▼

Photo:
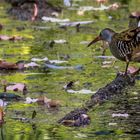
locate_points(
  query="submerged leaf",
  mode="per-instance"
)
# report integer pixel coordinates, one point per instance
(16, 87)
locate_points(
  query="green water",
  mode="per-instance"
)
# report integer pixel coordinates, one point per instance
(50, 82)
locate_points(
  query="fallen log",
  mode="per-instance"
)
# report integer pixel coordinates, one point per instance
(79, 117)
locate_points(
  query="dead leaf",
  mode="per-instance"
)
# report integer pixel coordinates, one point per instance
(1, 115)
(7, 65)
(10, 65)
(13, 38)
(16, 87)
(49, 102)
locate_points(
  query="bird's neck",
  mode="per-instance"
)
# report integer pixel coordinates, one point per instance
(109, 39)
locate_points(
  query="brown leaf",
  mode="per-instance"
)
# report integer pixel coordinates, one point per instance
(10, 65)
(49, 102)
(16, 87)
(1, 115)
(13, 38)
(7, 65)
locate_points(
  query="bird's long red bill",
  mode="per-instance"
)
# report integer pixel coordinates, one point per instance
(98, 38)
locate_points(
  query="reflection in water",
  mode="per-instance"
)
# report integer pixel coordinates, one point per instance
(50, 83)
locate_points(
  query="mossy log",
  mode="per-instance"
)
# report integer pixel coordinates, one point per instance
(79, 116)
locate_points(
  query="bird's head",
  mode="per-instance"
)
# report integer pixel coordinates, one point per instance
(105, 35)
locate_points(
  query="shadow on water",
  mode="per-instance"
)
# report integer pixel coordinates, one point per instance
(116, 119)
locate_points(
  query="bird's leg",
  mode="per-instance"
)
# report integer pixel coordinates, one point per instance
(127, 64)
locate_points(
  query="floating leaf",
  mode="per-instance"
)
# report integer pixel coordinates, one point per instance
(16, 87)
(10, 96)
(120, 115)
(1, 115)
(82, 91)
(51, 19)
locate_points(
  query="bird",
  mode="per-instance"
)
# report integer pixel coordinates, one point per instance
(125, 45)
(134, 19)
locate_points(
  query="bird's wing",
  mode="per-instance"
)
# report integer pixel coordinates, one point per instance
(129, 35)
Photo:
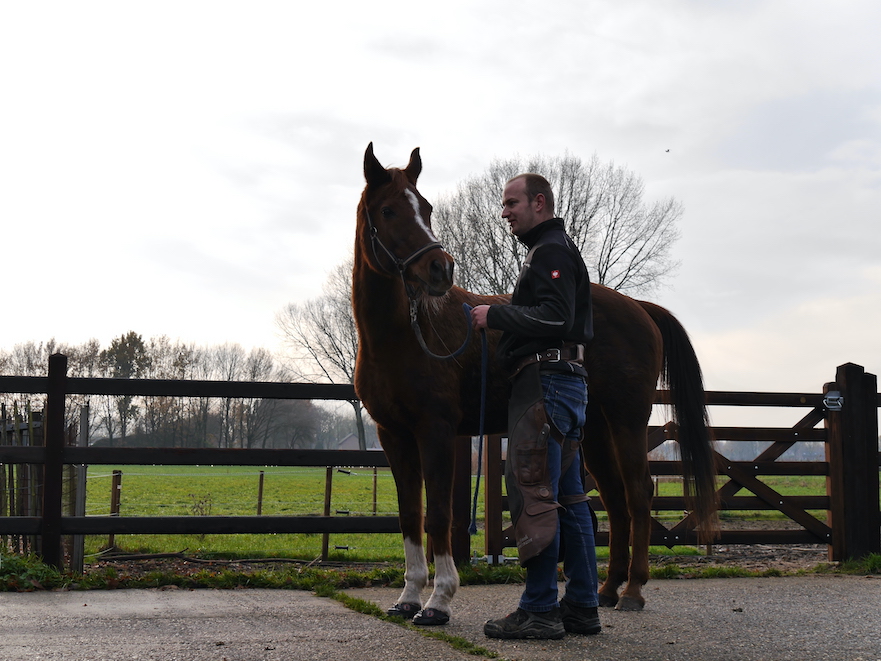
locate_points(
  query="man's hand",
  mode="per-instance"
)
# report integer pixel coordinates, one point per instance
(478, 316)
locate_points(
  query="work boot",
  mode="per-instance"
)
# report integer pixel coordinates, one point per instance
(577, 619)
(526, 624)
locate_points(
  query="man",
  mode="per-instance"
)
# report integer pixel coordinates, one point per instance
(545, 329)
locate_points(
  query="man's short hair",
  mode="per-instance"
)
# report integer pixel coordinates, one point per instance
(535, 184)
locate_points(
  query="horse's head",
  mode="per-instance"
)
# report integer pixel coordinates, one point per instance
(395, 228)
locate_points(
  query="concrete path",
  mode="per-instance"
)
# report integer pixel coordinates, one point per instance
(803, 618)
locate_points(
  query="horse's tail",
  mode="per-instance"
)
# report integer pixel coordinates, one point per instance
(682, 376)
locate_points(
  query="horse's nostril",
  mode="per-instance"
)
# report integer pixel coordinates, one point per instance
(440, 271)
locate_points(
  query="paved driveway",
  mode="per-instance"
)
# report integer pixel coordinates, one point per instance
(803, 618)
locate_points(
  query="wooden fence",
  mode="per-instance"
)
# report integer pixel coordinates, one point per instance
(848, 407)
(852, 526)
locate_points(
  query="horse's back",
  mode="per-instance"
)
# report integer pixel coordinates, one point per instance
(625, 357)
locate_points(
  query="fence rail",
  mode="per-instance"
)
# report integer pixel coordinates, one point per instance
(850, 433)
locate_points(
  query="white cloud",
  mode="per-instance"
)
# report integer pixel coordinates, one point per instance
(188, 168)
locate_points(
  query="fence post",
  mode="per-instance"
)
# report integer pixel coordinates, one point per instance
(492, 500)
(115, 496)
(460, 538)
(260, 495)
(328, 491)
(852, 453)
(53, 467)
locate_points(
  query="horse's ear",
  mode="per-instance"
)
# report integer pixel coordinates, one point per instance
(414, 167)
(374, 173)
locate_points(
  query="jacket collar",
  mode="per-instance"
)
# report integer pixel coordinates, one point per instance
(532, 236)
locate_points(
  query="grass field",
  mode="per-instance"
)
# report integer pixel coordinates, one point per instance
(231, 490)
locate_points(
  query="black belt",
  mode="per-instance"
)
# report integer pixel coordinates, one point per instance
(570, 353)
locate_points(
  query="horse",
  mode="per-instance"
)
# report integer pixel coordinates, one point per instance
(402, 281)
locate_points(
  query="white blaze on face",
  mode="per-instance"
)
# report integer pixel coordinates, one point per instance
(415, 202)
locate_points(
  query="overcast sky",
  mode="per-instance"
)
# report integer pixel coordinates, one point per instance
(188, 168)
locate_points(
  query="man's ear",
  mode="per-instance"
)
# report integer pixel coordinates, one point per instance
(539, 201)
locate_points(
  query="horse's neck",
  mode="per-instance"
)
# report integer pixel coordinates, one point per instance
(380, 305)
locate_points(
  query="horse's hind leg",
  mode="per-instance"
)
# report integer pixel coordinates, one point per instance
(603, 467)
(627, 494)
(639, 488)
(403, 456)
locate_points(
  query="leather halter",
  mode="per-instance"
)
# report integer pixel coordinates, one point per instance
(402, 265)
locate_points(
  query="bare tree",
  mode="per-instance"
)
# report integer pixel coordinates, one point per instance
(322, 337)
(626, 243)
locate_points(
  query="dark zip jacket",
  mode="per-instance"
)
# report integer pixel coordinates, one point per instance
(551, 302)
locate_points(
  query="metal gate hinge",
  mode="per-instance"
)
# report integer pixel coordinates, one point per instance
(833, 400)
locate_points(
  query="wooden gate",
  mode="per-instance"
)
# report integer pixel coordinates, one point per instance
(848, 407)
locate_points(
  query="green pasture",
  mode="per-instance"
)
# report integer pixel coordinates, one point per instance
(233, 490)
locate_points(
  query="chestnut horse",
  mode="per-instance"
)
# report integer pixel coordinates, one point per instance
(402, 276)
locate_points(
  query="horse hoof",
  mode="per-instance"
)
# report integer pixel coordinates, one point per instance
(630, 604)
(430, 617)
(407, 611)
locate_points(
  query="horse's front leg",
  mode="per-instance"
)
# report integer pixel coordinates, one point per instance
(403, 457)
(438, 462)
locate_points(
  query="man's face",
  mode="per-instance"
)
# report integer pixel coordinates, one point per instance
(520, 213)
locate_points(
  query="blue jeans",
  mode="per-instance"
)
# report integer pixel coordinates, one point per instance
(566, 404)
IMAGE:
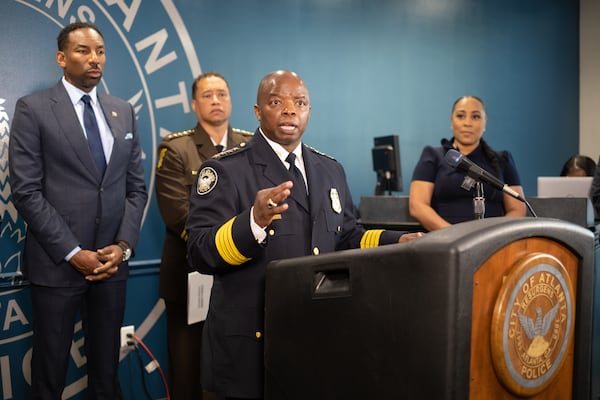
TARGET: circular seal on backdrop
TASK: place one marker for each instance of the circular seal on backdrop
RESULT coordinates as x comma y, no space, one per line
207,180
532,324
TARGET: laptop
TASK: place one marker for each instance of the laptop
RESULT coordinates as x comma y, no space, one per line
564,186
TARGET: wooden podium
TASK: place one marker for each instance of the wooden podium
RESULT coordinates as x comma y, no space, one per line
499,308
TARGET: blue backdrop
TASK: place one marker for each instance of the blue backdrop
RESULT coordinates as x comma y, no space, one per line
373,67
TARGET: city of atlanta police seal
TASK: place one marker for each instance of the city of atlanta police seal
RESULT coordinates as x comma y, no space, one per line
532,324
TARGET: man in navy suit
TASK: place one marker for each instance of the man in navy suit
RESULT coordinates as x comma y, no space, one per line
83,213
254,204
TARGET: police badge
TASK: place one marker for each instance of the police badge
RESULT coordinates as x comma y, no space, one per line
207,180
335,200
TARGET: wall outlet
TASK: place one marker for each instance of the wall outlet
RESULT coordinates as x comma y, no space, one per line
126,330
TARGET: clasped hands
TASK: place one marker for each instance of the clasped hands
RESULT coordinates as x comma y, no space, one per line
98,265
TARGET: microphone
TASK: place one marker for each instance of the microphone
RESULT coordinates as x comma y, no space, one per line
457,160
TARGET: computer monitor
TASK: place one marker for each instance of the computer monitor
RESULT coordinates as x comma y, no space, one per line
386,163
564,186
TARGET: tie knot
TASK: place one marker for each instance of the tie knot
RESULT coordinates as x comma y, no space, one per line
291,158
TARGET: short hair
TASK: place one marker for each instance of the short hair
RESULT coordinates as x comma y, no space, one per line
468,97
206,75
63,35
579,161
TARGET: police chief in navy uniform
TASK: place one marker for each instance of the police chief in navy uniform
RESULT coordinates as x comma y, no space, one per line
245,212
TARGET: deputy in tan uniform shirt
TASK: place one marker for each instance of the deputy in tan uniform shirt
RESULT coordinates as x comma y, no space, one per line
180,155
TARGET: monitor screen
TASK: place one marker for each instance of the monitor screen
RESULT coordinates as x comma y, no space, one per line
386,163
564,186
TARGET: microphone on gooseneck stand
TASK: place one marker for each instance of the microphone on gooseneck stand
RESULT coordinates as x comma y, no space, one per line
458,161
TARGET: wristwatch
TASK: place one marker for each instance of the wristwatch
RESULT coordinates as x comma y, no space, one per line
126,251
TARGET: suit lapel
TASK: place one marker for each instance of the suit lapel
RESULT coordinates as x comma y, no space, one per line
71,128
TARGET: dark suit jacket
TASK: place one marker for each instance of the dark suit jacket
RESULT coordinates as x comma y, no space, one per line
221,242
180,155
59,193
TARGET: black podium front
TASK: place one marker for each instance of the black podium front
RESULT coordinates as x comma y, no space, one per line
427,319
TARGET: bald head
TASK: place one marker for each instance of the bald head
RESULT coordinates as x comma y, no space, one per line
271,79
283,107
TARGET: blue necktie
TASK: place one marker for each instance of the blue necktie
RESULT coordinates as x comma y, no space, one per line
299,188
93,134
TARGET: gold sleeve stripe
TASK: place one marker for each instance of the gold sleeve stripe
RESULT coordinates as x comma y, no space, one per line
225,246
370,238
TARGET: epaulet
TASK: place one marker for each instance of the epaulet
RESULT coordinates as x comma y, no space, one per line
242,132
319,152
240,147
175,135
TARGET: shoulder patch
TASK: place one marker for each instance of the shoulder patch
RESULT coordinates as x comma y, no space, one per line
207,180
319,152
175,135
231,151
243,132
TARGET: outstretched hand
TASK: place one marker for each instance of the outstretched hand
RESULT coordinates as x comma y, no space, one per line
407,237
270,202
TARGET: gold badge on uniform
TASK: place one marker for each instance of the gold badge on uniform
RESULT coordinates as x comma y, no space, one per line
161,157
207,180
335,200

▲

▶ [Directions] The required output is each line from the one with "TASK: place one marker for each instance of the outstretched" through the end of the material above, repeated exactly with both ends included.

▶ [Answer box]
TASK: place one marker for each instance of the outstretched hand
RESULT coordinates as x comma y, no space, one per line
407,237
270,202
TARGET: gold badge on uniform
TASK: place one marker for each instance of the gold badge on uniform
RESULT coordinates as x comma y, no space, one per line
161,157
207,180
335,200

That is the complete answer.